Ziel der Übung
Drucke aus dem Text über den Abschied von Minnesota die Stelle von „2 Gedanken zu“ bis „uns gemeinsam darüber.“ wortgetreu ab.
##### Textabschnitt #####
Mein Geburtstag naht und die grauenhafte Vorstellung, diesen so einsam wie niemals zu vor zu verbringen, bricht sich Bahn. Als es dann so weit ist, bewahrheitet sie sich glücklicherweise nicht, es ist im Gegenteil überhaupt nicht trist. Mittags gehe ich mit 2 Freundinnen kubanisch Essen und abends mit noch viel mehr Leuten feiern im Honey, zu endlich mal guter elektronischer Tanzmusik. Zwischendurch erreichen mich viele liebe Glückwunschnachrichten von zu Hause, alles in allem ein runder unrunder Geburtstag.
Das teuerste Geburtstagsgeschenk mache ich mir selber, als ich mir in derselben Woche endlich ein Auto kaufe. Wochenlang habe ich mit den Trip-Mitstreitern aus Berlin über Craigslist gebrütet und über Skype konferiert, nun endlich haben wir ein bezahlbares Atzenmobil gefunden. Der Dodge Caravan mit selbst eingebautem Bett statt zweiter Rückbank wird mir von der Spanierin Marta für $2,500 verkauft. Marta hatte mit dem Auto ebenfalls einen Roadtrip hinter sich und ihn zu diesem Zweck auf primitive, aber doch funktionierende Weise „umgerüstet“: Rückbank raus, ein aus Spanplatten gezimmertes Bett mit ordentlich Stauraum drunter rein, Haken und Ösen für Vorhänge angebracht und ein bisschen Kochgeschirr eingeladen. Ich ergänze den Wagen noch um einige praktischen Klettverschluss- und Lampenkonstruktionen, einen 12V-Kühlschrank und eine Dachbox, in die ich meinen ganzen Plunder stopfen kann. Einen kleinen Schock bekomme ich, als ich die Karre zum finalen Check-Up in die Werkstatt gebe. Der Mechaniker ruft mich an und berichtet: „Tut mir Leid, Ihnen das mitteilen zu müssen, aber so könnense mit dem Auto nicht einmal durchs Land fahren“. Für Reparaturen im Wert von $500 kann ich mich wenigstens so weit freikaufen, als dass der Mechaniker behauptet, mit einer ordentlichen Portion Glück würde das Getriebe halten und ich unversehrt in Florida ankommen. Fortan wird regelmäßig für das Auto gebetet.
Meine letzte Woche in Minnesota genieße ich beim Fahrradfahren oder bei der Affenhitze manchmal auch gleich am See. Ich schaffe es, noch ein paar Dinge von meiner Minneapolis-Bucketlist abzuhaken, fahre hoch aufs IDS Center, besuche den Como Zoo und schaue mir ein Spiel von Minnesota United FC an. Ferner kann ich meinen im Januar in der Schwimmhalle begonnenen Open Water Tauchschein mit einigen Tauchgängen an zwei Wochenendtagen erfolgreich abschließen und darf nun überall auf der Welt tauchen gehen. Juhu! An einem unserer letzten gemeinsamen Tage gehen Ana und ich Tontaubenschießen im lokalen Schützenverein, wobei die Trefferquote zwar zu wünschen übrig lässt, der Spaß jedoch nicht.

2 Gedanken zu „Bye-bye Minnesota!

  1. Sehr schön mal so aus deinem Munde resp. deiner Feder von deinen Erlebnissen in der Ferne zu erfahren, die wir noch nicht geteilt haben. Hört sich alles sehr rund und nach einer Menge Spaß und Abwechslung an.
    Hug, Paps

  2. Danke Lobosch. So sind wir ein kleines bisschen mit einbezogen in deine Erlebnisse, können darüber staunen, dich bewundern und beneiden…..und es gibt immer viel zu lachen , dein Schreibstil macht einfach Spaß. Ich hänge hier mit Philip über deinem Text und wir freuen uns gemeinsam darüber.
##### Entnommenes Material #####
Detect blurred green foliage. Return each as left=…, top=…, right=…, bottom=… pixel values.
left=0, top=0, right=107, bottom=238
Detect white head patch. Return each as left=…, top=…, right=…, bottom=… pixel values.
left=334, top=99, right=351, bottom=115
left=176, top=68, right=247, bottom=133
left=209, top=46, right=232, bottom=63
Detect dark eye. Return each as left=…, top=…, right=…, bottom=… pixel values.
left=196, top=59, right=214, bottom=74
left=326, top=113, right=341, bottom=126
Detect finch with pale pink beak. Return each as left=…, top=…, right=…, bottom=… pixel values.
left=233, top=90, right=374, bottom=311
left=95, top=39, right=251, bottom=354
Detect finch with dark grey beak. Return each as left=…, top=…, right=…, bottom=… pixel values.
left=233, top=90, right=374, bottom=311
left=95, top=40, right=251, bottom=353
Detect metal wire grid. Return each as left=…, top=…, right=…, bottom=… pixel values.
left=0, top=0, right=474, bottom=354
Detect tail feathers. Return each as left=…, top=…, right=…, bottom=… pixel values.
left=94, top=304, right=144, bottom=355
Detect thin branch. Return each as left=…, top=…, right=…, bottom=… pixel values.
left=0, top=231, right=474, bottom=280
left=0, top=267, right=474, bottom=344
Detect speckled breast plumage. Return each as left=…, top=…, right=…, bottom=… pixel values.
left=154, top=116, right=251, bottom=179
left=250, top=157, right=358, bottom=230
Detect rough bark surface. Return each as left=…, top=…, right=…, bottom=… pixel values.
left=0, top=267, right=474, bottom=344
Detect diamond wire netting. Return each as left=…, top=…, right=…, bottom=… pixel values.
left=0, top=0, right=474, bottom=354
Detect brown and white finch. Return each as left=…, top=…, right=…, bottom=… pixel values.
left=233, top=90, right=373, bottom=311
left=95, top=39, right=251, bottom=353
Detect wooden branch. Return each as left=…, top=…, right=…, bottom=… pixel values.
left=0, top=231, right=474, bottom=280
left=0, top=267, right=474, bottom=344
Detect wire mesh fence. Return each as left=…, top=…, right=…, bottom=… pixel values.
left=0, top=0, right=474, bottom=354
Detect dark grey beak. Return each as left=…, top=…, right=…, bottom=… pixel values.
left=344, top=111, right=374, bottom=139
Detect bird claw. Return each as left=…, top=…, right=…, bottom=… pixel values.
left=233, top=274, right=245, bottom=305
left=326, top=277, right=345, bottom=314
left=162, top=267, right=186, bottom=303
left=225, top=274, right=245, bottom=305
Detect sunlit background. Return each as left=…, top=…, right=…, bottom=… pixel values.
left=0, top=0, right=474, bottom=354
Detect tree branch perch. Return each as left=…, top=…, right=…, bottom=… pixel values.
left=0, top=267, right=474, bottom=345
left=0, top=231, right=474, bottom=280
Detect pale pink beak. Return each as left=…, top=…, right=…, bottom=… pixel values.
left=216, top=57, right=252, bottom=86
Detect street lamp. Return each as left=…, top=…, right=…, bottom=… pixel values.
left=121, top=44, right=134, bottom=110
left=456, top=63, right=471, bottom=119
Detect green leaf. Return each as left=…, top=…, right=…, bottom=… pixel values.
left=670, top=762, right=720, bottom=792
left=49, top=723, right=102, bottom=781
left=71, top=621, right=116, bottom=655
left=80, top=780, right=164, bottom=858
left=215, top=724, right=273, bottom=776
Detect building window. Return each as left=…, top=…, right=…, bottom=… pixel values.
#####
Schriftliche Antwort
2 Gedanken zu „Bye-bye Minnesota!

  1. Sehr schön mal so aus deinem Munde resp. deiner Feder von deinen Erlebnissen in der Ferne zu erfahren, die wir noch nicht geteilt haben. Hört sich alles sehr rund und nach einer Menge Spaß und Abwechslung an.
    Hug, Paps

  2. Danke Lobosch. So sind wir ein kleines bisschen mit einbezogen in deine Erlebnisse, können darüber staunen, dich bewundern und beneiden…..und es gibt immer viel zu lachen , dein Schreibstil macht einfach Spaß. Ich hänge hier mit Philip über deinem Text und wir freuen uns gemeinsam darüber.